> **SHORT TASK A**:
In the entries, rewrite the stretch from the line containing "Batch processing job — object class: man with" through the line containing "790 840 827 862", changing "snug" to "tight" and leaving everything else as is. Return only those lines.

> **TEXT SHOWN**:
•••••
The Taz uses a direct drive extruder, therefore it is relatively simple to modify to print flexible filament. You only need to the standard extruder with the flexystruder, which removes all of the pinch points and possible gaps in the extruder.

The Ultimaker uses a bowden extruder setup, which comprises of a stepper motor mounted on the frame of the printer which feeds the filament through a length of tubing connected to the hot end. This setup reduces the mass and size of the print head, thus increasing the possible print speed. However this setup is not suitable for printing flexible filament as flexible filament tends to buckle in the bowden tube and the amount the filament can compress and stretch over the large length results in a less responsive hot end.

To modify the Ultimaker to print flexible filament we have used a Flex3Drive. The Flex3Drive uses a flexible drive shaft connected the frame mounted stepper motor, which also connects to an geared extruder assembly mounted on the print head. This means that the print head still has a small mass and footprint, but reduces the distance between the extruder and the hot end, effectively turning the configuration into a direct drive setup.

Temperature

The Ninjaflex website suggests that Ninjaflex is printed at 230°C (225°C - 235°C). We currently print Ninjaflex on the TAZ at 230°C, and at 195°C on the Ultimakers. The temperature of the Ultimaker is so low to prevent strings and to allow it to print bridges relatively successfully.
•••••
> **Coordinate annotation entries**:

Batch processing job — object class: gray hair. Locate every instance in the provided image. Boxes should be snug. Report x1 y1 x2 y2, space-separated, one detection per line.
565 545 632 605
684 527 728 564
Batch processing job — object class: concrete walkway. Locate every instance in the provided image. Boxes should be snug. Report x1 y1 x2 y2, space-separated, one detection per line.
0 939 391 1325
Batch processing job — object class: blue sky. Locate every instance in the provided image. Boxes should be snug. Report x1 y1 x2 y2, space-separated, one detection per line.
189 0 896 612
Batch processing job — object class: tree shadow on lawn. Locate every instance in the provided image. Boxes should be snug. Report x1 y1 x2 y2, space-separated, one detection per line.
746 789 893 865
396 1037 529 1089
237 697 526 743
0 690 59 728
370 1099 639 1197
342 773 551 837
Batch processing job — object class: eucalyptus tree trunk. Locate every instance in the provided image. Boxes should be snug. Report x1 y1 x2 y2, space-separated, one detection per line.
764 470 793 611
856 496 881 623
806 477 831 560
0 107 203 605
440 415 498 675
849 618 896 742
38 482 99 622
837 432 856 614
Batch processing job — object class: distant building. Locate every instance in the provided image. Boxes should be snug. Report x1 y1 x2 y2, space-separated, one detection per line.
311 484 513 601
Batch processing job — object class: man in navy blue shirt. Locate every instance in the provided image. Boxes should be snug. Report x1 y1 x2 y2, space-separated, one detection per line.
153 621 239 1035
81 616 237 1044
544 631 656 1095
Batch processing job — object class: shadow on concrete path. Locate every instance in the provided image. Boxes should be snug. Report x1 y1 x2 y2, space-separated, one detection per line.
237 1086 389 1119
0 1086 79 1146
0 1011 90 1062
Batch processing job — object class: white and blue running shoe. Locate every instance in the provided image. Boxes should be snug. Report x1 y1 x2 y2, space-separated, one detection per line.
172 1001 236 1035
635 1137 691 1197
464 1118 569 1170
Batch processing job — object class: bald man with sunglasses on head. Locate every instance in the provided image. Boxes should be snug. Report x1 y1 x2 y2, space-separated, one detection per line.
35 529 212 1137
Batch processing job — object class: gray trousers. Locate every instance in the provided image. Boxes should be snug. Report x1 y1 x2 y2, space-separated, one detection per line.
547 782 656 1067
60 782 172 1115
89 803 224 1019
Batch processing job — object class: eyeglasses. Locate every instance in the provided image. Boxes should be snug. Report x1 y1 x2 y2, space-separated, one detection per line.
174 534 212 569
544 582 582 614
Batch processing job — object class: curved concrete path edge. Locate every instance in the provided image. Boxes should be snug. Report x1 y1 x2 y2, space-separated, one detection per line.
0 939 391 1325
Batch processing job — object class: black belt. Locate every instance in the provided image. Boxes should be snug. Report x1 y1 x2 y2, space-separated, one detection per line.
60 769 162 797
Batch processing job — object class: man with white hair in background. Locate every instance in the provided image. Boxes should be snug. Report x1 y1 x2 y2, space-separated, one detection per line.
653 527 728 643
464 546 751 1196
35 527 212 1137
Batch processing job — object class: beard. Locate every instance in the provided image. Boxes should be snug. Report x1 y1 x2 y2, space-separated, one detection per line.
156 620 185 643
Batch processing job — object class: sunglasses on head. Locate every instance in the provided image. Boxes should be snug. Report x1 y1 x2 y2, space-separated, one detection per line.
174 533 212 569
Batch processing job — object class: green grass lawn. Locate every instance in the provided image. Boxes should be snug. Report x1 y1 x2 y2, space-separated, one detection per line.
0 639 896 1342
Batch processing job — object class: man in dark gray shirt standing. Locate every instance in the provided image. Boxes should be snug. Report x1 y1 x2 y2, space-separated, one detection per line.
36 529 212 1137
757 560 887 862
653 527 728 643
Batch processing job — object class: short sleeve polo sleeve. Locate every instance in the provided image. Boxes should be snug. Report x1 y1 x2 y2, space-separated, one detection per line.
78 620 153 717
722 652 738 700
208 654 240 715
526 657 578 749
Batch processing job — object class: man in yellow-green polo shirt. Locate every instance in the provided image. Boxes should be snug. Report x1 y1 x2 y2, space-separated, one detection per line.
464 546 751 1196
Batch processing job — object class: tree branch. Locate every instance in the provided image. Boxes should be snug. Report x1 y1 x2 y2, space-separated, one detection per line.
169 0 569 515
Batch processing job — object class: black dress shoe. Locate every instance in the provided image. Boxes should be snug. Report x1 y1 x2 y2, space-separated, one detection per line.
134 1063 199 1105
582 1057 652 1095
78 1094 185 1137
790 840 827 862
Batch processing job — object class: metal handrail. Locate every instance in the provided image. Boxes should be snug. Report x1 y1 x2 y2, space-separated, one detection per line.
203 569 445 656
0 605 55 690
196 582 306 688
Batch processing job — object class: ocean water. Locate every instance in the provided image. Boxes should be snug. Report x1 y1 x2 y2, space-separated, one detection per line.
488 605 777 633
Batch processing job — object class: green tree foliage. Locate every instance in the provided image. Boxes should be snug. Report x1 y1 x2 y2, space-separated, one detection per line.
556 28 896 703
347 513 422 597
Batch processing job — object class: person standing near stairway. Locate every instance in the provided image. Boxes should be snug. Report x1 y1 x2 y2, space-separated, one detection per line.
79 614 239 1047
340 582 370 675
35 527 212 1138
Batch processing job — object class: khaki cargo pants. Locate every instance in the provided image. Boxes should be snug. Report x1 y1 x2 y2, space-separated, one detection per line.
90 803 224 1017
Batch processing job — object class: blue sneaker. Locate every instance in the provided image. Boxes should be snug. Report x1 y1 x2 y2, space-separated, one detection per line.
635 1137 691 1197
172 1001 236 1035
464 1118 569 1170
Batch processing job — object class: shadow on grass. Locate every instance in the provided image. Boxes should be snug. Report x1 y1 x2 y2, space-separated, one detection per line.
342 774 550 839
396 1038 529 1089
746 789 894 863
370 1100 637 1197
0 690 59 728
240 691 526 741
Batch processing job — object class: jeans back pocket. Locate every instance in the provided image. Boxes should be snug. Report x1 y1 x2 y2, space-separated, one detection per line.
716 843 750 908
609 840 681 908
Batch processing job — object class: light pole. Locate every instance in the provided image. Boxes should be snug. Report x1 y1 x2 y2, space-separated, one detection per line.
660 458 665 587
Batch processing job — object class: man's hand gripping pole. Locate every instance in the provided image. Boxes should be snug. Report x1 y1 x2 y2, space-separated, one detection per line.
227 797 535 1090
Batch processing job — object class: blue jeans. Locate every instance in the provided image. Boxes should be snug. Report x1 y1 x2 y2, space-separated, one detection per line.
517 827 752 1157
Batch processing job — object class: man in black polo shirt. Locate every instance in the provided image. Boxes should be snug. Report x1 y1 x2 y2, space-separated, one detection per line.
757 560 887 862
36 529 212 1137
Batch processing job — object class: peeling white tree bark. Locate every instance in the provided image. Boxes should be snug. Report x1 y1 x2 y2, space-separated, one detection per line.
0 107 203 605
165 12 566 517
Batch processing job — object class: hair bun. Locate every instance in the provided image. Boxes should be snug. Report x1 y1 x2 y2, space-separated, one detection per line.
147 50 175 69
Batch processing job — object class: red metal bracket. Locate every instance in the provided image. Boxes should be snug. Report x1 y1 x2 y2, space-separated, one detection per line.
•••••
> **SHORT TASK B**:
Transcribe the stretch of the flexible filament text from "The Ultimaker uses" through "responsive hot end." word for word.

> **TASK SOLUTION A**:
Batch processing job — object class: man with white hair in background. Locate every instance in the provided image. Boxes should be tight. Report x1 y1 x2 y2, space-separated, one detection per line.
653 527 728 643
464 546 751 1196
35 527 212 1137
Batch processing job — object class: beard. Locate every instance in the provided image. Boxes should be tight. Report x1 y1 x2 y2, space-separated, one detection per line.
156 620 185 643
Batch processing job — object class: sunglasses on head. Locate every instance in the provided image. Boxes should be tight. Report x1 y1 x2 y2, space-separated, one detection per line.
174 533 212 569
Batch processing job — object class: green grass lawn. Locate every instance in the provided image. Boxes should be tight. Report x1 y1 x2 y2, space-separated, one detection per line.
0 639 896 1342
Batch processing job — object class: man in dark gray shirt standing. Locate every instance in the provided image. Boxes should be tight. Report x1 y1 x2 y2, space-separated, one detection per line.
36 529 212 1137
757 560 887 862
653 527 728 643
Batch processing job — object class: short sleeve polo sleeve. Locate every instance in the provided image. Boxes should be tight. Report x1 y1 x2 y2, space-separated, one detection per line.
78 620 153 717
722 652 738 700
208 654 240 715
526 657 578 749
Batch processing job — object class: man in yellow-green polo shirt. Locate every instance in the provided image. Boxes should be tight. Report x1 y1 x2 y2, space-separated, one detection per line.
464 546 751 1196
Batch processing job — object class: tree branch. Locate every instance in the provided image. Boxes should be tight. Report x1 y1 x2 y2, space-separated, one detection per line.
169 0 569 515
Batch processing job — object class: black dress shoe. Locate every instance in the provided image. Boxes should be tight. Report x1 y1 x2 y2, space-separated, one detection per line.
134 1063 199 1105
582 1057 652 1095
78 1094 185 1137
790 840 827 862

> **TASK SOLUTION B**:
The Ultimaker uses a bowden extruder setup, which comprises of a stepper motor mounted on the frame of the printer which feeds the filament through a length of tubing connected to the hot end. This setup reduces the mass and size of the print head, thus increasing the possible print speed. However this setup is not suitable for printing flexible filament as flexible filament tends to buckle in the bowden tube and the amount the filament can compress and stretch over the large length results in a less responsive hot end.